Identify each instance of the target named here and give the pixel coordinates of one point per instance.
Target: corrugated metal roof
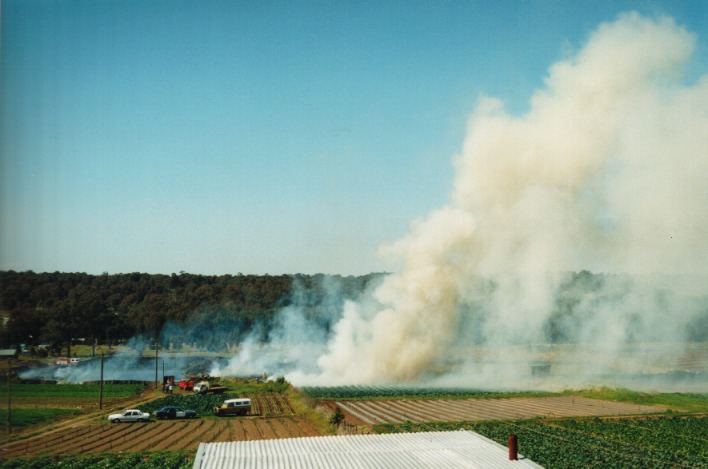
(458, 449)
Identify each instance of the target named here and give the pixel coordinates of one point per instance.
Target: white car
(130, 415)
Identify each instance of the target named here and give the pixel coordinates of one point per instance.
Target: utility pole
(9, 399)
(100, 386)
(157, 346)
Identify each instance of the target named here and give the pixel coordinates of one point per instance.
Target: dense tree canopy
(219, 312)
(55, 308)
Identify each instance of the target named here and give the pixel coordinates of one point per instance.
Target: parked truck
(240, 406)
(204, 387)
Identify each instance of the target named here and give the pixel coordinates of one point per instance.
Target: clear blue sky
(255, 136)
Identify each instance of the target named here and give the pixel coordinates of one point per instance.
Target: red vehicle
(186, 385)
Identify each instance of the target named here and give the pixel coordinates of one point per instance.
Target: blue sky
(257, 137)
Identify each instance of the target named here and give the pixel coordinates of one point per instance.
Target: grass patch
(27, 417)
(72, 390)
(683, 401)
(158, 460)
(306, 407)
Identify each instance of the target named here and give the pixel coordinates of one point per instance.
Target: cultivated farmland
(455, 410)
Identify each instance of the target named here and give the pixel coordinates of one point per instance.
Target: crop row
(593, 443)
(167, 460)
(71, 390)
(372, 392)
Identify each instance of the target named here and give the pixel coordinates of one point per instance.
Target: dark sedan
(172, 412)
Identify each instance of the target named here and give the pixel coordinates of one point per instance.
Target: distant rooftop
(458, 449)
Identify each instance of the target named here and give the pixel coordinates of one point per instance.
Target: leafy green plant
(24, 417)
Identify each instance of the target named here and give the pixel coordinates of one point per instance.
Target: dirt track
(85, 435)
(94, 437)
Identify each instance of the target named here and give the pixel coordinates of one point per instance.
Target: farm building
(457, 449)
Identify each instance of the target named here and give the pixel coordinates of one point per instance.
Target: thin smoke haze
(604, 173)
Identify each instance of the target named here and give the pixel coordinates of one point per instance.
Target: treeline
(57, 308)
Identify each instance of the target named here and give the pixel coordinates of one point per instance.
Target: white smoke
(606, 172)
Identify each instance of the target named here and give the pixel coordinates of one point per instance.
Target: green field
(164, 460)
(26, 417)
(406, 392)
(618, 443)
(71, 390)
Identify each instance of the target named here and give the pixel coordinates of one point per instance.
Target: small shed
(459, 449)
(8, 354)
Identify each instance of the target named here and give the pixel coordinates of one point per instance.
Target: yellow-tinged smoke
(606, 172)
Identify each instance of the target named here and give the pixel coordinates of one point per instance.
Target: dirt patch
(421, 411)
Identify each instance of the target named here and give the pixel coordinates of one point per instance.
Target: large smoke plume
(606, 172)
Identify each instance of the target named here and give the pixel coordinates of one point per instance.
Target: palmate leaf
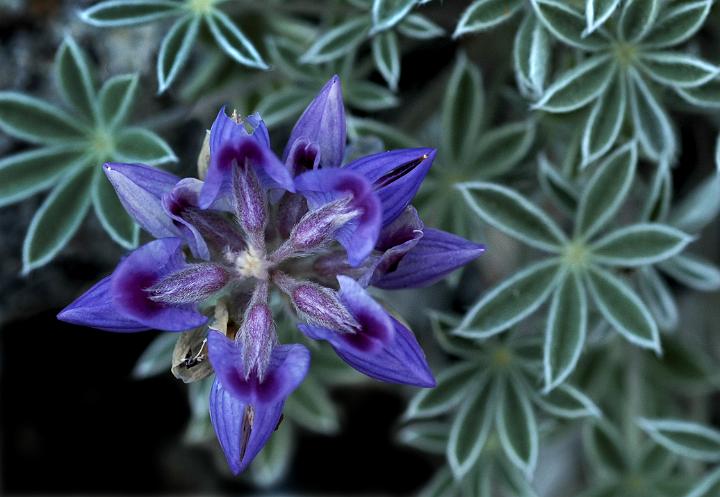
☆ ☆ ☆ ☆
▶ [Work to be completed]:
Collect every line in the items above that contains the word "blue", and copy each such line in full.

▶ [Solution to this task]:
Target: clear blue sky
Target: blue sky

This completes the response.